Alıntının "Çağdaş yaşamı Destekleme Derneği Başkan" ifadesiyle başlayıp "duygularımızla seslenmek istedim..." ifadesiyle biten bölümünü harfi harfine yineleyin.

## Alıntı

▶

Yaşam

Bugün doğum günümüz!

Çağdaş Yaşamı Destekleme Derneği (ÇYDD) Genel Başkanı Prof. Dr. Türkan Saylan eğer bugün yaşasaydı 74 yaşında olacaktı.

14 Aralık 2009 02:00


T24 - Çağdaş Yaşamı Destekleme Derneği (ÇYDD) Genel Başkanı Prof. Dr. Türkan Saylan eğer bugün yaşasaydı 74 yaşında olacaktı.

Çağdaş yaşamı Destekleme Derneği Başkan Yardımcısı Prof. Dr. Ayşe Yüksel, Türkan Saylan'ın doğum günü için ona bir mektup yazdı. Prof. Dr. Ayşe yüksel'in Radikal gazetesinde "Bugün doğum günümüz! Bizim sevgili Türkan hocamız..." başlıkla yayımlanan mektubu şöyle:


Türkan Saylan yaşasaydı dün 74 yaşında olacaktı. Onun için en güzel doğum günü armağanları hep kızlarımızın, gençlerimizin eğitimlerine yönelik iyi haberlerdi. Bu yüzden ben de ona, bu satırlar aracılığıyla bizlerin ondan sonra da sanki onunla berabermişiz gibi, yaptıklarımızla, duygularımızla seslenmek istedim...


Cüzamla Savaş Derneği ve de Çağdaş Yaşamı Destekleme Derneği(ÇYDD) Genel Başkanı Prof. Dr. Türkan Saylan, yaşasaydı dün 74 yaşında olacaktı. Yaşarken doğum günü kutlamalarına çok önem vermezdi, biz onu sevenler çekinerek kutlamaya çalışırdık. Onun için en güzel doğum günü armağanları da hep kızlarımızın, gençlerimizin eğitimlerine yönelik iyi haberlerdi. Bu yüzden ben de ona, bu satırlar aracılığı ile bizlerin ondan sonra da sanki onunla berabermişiz gibi, yaptıklarımızla, duygularımızla seslenmek istedim.


Sevgili Hocam,

13 Aralık Pazar, doğum gününüzde, fiziksel olarak aramızda olmasanız da önceki günlerde olduğu gibi hep bizimleydiniz, bizimle olacaksınız.

Hayallerinizi gerçekleştirmek için 100 bin kıza ulaşmaya çalışıyoruz.

◀

## Sağlanan kayıtlar
▶

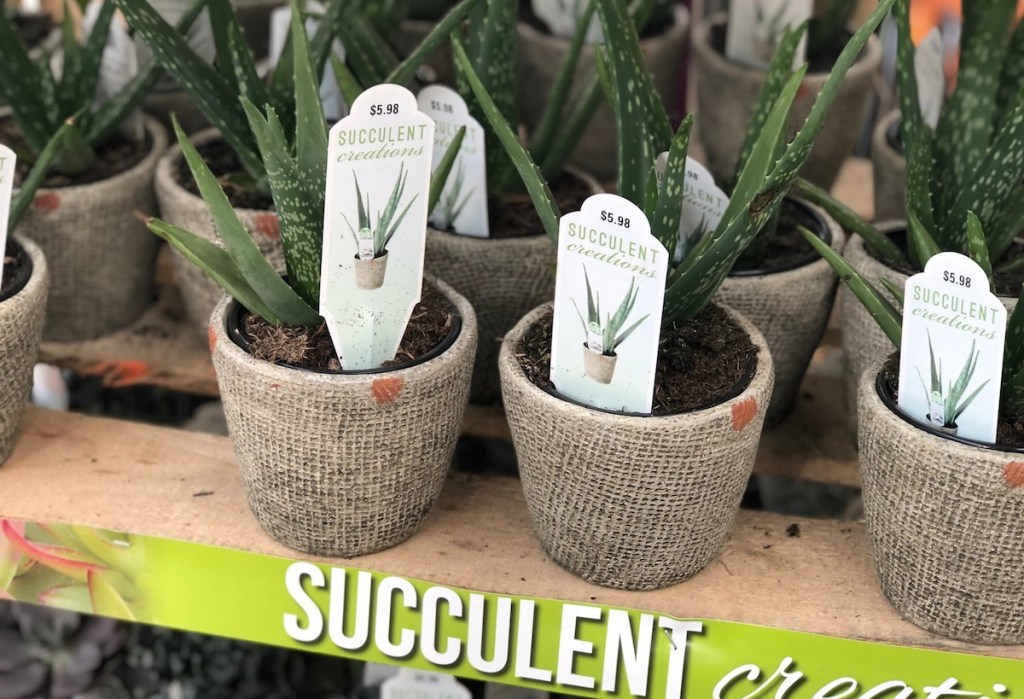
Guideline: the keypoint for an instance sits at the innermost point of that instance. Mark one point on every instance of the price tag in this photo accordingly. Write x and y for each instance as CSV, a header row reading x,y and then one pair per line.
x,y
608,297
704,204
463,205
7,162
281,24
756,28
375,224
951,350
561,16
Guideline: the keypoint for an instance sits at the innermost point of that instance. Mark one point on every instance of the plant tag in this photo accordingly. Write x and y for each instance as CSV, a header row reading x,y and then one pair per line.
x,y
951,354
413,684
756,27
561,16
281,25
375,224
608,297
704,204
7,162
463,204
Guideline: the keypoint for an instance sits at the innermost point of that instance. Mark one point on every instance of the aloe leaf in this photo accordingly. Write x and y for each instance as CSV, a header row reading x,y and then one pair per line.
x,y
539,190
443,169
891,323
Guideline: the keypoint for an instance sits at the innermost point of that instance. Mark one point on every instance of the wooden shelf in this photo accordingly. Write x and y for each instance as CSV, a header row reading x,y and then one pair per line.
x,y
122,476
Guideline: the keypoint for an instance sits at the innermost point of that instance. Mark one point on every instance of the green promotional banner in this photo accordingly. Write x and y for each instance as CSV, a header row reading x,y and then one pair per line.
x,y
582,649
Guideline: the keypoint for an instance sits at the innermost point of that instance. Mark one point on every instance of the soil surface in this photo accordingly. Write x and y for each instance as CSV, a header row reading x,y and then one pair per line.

◀

## Yanıt
Çağdaş yaşamı Destekleme Derneği Başkan Yardımcısı Prof. Dr. Ayşe Yüksel, Türkan Saylan'ın doğum günü için ona bir mektup yazdı. Prof. Dr. Ayşe yüksel'in Radikal gazetesinde "Bugün doğum günümüz! Bizim sevgili Türkan hocamız..." başlıkla yayımlanan mektubu şöyle:


Türkan Saylan yaşasaydı dün 74 yaşında olacaktı. Onun için en güzel doğum günü armağanları hep kızlarımızın, gençlerimizin eğitimlerine yönelik iyi haberlerdi. Bu yüzden ben de ona, bu satırlar aracılığıyla bizlerin ondan sonra da sanki onunla berabermişiz gibi, yaptıklarımızla, duygularımızla seslenmek istedim...